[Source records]

● ● ● ●

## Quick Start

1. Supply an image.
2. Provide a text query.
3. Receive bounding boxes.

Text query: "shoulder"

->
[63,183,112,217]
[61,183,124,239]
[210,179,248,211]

● ● ● ●

* Challenge
Return each line of the items above verbatim, with no changes.

* Task output
## Quick Start

1. Supply an image.
2. Provide a text query.
3. Receive bounding boxes.

Text query: "shoulder"

->
[63,183,112,217]
[61,183,124,239]
[210,179,248,211]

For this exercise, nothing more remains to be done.